Region pointing data:
- Opening Delimiter -

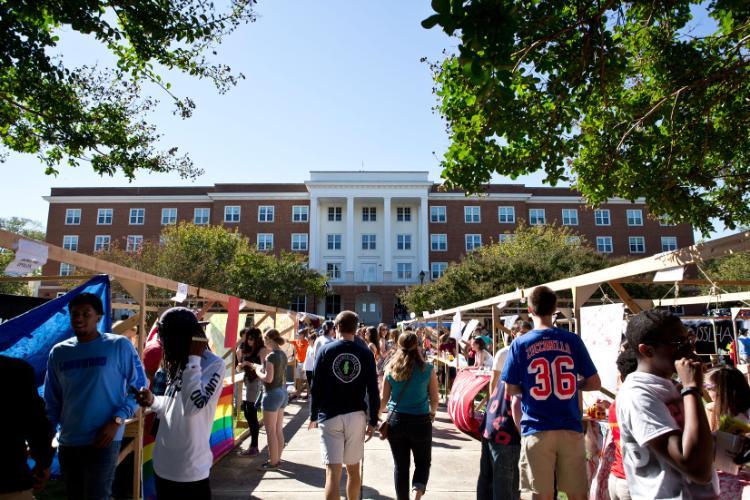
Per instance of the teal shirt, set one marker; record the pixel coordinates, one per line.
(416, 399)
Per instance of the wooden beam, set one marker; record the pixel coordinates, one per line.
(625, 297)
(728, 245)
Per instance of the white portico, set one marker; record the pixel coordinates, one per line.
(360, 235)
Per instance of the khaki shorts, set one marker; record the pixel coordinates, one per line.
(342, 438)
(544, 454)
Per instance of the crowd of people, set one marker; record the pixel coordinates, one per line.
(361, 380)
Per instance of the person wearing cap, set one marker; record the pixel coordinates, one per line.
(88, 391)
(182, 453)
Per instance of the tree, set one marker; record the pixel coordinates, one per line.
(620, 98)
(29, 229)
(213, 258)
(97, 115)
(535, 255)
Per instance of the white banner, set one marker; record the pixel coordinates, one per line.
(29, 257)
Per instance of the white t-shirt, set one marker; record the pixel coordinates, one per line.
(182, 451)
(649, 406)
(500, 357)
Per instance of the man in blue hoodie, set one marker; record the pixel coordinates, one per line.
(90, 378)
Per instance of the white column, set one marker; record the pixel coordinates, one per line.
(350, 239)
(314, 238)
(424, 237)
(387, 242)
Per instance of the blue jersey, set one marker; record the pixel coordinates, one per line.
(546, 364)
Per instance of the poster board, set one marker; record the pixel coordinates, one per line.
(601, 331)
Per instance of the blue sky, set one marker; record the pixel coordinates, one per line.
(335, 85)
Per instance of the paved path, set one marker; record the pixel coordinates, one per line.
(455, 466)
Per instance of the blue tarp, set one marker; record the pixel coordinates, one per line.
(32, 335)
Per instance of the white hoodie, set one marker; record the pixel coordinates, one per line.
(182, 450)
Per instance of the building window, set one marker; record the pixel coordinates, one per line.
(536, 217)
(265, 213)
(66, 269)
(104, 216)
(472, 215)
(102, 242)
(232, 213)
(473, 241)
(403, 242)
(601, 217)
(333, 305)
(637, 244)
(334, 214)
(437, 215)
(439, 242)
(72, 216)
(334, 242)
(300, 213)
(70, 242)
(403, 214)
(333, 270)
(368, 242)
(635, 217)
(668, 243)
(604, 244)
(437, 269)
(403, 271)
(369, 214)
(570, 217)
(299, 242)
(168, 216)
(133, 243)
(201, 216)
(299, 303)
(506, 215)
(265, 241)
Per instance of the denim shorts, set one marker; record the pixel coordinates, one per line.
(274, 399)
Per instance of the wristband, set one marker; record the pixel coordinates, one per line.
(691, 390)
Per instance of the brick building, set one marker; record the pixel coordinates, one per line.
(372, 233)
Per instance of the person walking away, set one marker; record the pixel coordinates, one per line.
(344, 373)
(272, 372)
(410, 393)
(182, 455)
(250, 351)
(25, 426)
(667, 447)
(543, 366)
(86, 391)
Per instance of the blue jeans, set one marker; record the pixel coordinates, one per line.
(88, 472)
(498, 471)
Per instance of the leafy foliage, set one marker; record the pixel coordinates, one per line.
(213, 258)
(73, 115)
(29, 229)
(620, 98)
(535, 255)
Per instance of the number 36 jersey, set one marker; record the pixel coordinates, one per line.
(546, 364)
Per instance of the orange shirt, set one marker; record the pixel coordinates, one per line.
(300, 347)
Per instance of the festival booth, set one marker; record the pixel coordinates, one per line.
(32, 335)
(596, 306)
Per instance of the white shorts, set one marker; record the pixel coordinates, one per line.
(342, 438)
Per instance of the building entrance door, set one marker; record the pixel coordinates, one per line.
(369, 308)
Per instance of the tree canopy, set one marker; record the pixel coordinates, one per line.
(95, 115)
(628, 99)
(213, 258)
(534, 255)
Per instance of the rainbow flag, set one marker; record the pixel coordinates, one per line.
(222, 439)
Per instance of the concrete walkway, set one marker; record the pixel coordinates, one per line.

- Closing Delimiter -

The task: What you print must match the entries exactly, except that no pictures appear.

Result of the task:
Per instance of the teal shirt, set one marker; record the pixel coordinates, one per line.
(416, 399)
Per instance of the wooden beam, set one marker; record the pixel coordinates, one per line.
(625, 297)
(728, 245)
Per instance of the white portico, set one marker; record the pixel coordinates, one per line.
(360, 235)
Per instance of the khaki shorts, set one marker; record the pixel coordinates, one per line.
(342, 438)
(544, 454)
Per instance of the crowd of people, set one marker; record the pixel coordinates, one per line.
(361, 380)
Per instance of the person wearing cap, set one marker; record the pixel coordinates, one per line.
(88, 391)
(182, 453)
Per instance of the tree, set one marker; record the pixel coordinates, one per line.
(620, 98)
(29, 229)
(213, 258)
(97, 115)
(535, 255)
Per instance of the white banner, set one marker; record the pixel coordinates, one per line.
(29, 257)
Per instance of the white t-shirt, set one marker; record the pixel coordinates, one per line.
(182, 451)
(649, 406)
(500, 357)
Per instance of the man in blue hoodie, set one marker; record the pixel coordinates, one per line.
(90, 378)
Per instance of the white column, set one marker; record the pixel coordinates, one per line.
(350, 239)
(314, 238)
(424, 237)
(387, 242)
Per instance of the blue jersey, set one marker; record the pixel coordinates, one per line.
(546, 364)
Per instance of the poster board, set one marker; record the pixel coordinates, one per line.
(601, 331)
Per instance of the blue sky, set one marker; record the pixel coordinates, one per line.
(335, 85)
Per instance of the paved path, set one marker; record the pixel coordinates, one per line.
(455, 466)
Per instance of the blue tarp, set one marker; record the pixel coordinates, one per line.
(32, 335)
Per instance of the white hoodie, set one marker; record the pixel coordinates, one per line.
(182, 450)
Per instance of the building window, set one marker; record the pixel coordinates, one per line.
(536, 217)
(265, 213)
(66, 269)
(104, 216)
(472, 215)
(102, 242)
(232, 213)
(473, 241)
(403, 242)
(601, 217)
(333, 305)
(637, 244)
(334, 214)
(437, 215)
(439, 242)
(72, 216)
(334, 242)
(300, 213)
(70, 242)
(403, 214)
(333, 270)
(368, 242)
(635, 217)
(668, 243)
(604, 244)
(437, 269)
(403, 271)
(369, 214)
(570, 217)
(299, 242)
(168, 216)
(133, 243)
(201, 216)
(299, 303)
(506, 215)
(265, 241)
Per instance of the denim shorts, set one marker; record the pixel coordinates, one per line.
(274, 399)
Per instance of the wristband, set one marker; record the pixel coordinates, one per line.
(691, 390)
Per instance of the brick building, set one marker; record the pixel coordinates, one per line.
(372, 233)
Per instance of the person walking away, set one marker; record the pixel coordinates, one per line.
(344, 373)
(272, 372)
(410, 393)
(182, 455)
(250, 351)
(25, 426)
(667, 447)
(543, 366)
(86, 391)
Per instance of the blue jeans, set one marker; record the pixel coordinates, one per line.
(88, 472)
(498, 471)
Per instance of the leafy foliage, set one marker; record the pixel coordinates, one per line.
(213, 258)
(73, 115)
(29, 229)
(620, 98)
(535, 255)
Per instance of the number 36 jersey, set one marker; record the pixel coordinates, one per line.
(546, 364)
Per instance of the orange shirt, set one marker; record the pixel coordinates, one per line.
(300, 347)
Per instance of the festival booth, set one marker; record the pixel coordinates, one per line.
(32, 335)
(596, 306)
Per instance of the white shorts, set one marker; record the pixel coordinates, one per line.
(342, 438)
Per instance of the building entrance door, set one marker; record the pixel coordinates, one per line.
(369, 308)
Per instance of the tree canopy, set one marker; record the pixel coordinates, one per line.
(95, 115)
(628, 99)
(213, 258)
(534, 255)
Per instance of the rainbow flag, set one marker; record the pixel coordinates, one per line.
(222, 439)
Per instance of the concrete walkway, set one marker; record the pixel coordinates, one per line.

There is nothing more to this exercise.